| Supplied data |

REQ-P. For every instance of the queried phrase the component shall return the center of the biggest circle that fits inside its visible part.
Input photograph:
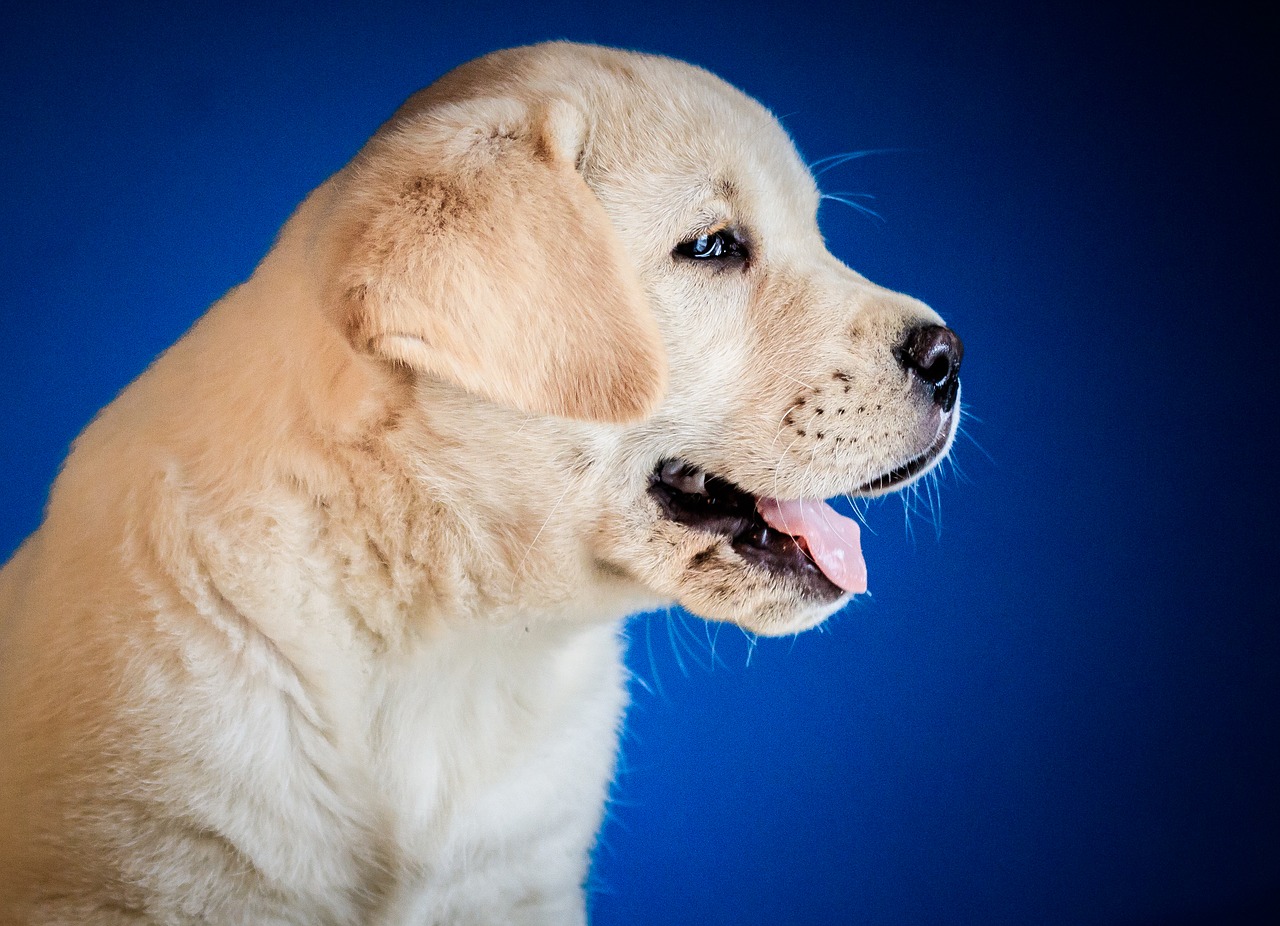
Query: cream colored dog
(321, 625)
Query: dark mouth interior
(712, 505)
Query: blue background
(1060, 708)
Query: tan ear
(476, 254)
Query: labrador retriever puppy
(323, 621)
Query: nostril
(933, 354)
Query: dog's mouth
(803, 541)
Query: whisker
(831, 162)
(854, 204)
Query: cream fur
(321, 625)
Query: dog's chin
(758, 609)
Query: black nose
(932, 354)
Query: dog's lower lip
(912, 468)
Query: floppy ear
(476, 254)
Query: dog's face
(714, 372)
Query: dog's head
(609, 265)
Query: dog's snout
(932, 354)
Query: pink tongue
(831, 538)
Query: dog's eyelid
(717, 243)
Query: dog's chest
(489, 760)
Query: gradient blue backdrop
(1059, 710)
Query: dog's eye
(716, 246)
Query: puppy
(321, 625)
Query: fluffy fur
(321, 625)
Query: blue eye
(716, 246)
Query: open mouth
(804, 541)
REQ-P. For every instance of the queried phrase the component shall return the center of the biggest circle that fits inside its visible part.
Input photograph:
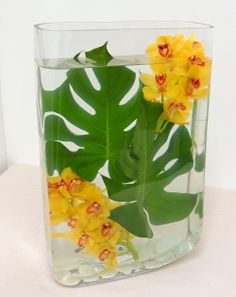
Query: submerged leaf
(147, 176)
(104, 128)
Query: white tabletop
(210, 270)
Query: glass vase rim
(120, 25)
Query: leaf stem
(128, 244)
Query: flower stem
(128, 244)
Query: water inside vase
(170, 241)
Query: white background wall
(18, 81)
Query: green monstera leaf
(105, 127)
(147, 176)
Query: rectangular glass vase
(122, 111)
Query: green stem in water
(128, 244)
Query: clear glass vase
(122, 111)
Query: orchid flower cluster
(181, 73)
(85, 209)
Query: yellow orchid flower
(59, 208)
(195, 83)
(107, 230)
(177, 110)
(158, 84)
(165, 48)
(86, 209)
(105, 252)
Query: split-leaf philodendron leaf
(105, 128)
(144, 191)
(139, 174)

| What to work on |
Above are the records; transcribe them exactly without the pictures.

| Response to the task |
REQ-P. For every instance of the queried phrase the component shall return the center of the biggest circle that fits inside its visible part.
Input photograph:
Query: cream colored dog
(321, 625)
Query: dark mouth interior
(712, 505)
Query: blue background
(1060, 708)
Query: tan ear
(476, 254)
Query: labrador retriever puppy
(323, 621)
Query: nostril
(933, 354)
Query: dog's mouth
(803, 541)
Query: whisker
(831, 162)
(854, 204)
Query: cream fur
(321, 625)
Query: dog's chin
(758, 609)
Query: black nose
(932, 354)
Query: dog's lower lip
(912, 468)
Query: floppy ear
(476, 254)
Query: dog's face
(714, 372)
Query: dog's head
(609, 265)
Query: dog's snout
(932, 354)
Query: pink tongue
(831, 538)
Query: dog's eyelid
(717, 243)
Query: dog's chest
(489, 760)
Query: gradient blue backdrop
(1059, 710)
Query: dog's eye
(716, 246)
Query: puppy
(321, 625)
Query: fluffy fur
(321, 625)
Query: blue eye
(716, 246)
Query: open mouth
(804, 541)
REQ-P. For every instance of the queried phrase the component shall return the center of the biggest circle that fits inside its visible part.
Input photograph:
Query: submerged leaf
(147, 176)
(104, 128)
Query: white tabletop
(210, 270)
Query: glass vase rim
(120, 25)
Query: leaf stem
(128, 244)
Query: flower stem
(128, 244)
Query: water inside vase
(170, 241)
Query: white background wall
(18, 81)
Query: green monstera leaf
(105, 127)
(147, 176)
Query: rectangular glass vase
(122, 111)
Query: green stem in water
(128, 244)
Query: clear glass vase
(122, 111)
Query: orchid flower cluster
(181, 73)
(85, 209)
Query: yellow orchid flower
(59, 208)
(195, 83)
(107, 230)
(177, 110)
(158, 84)
(165, 48)
(86, 209)
(105, 252)
Query: split-leaf philodendron leaf
(105, 128)
(144, 191)
(139, 174)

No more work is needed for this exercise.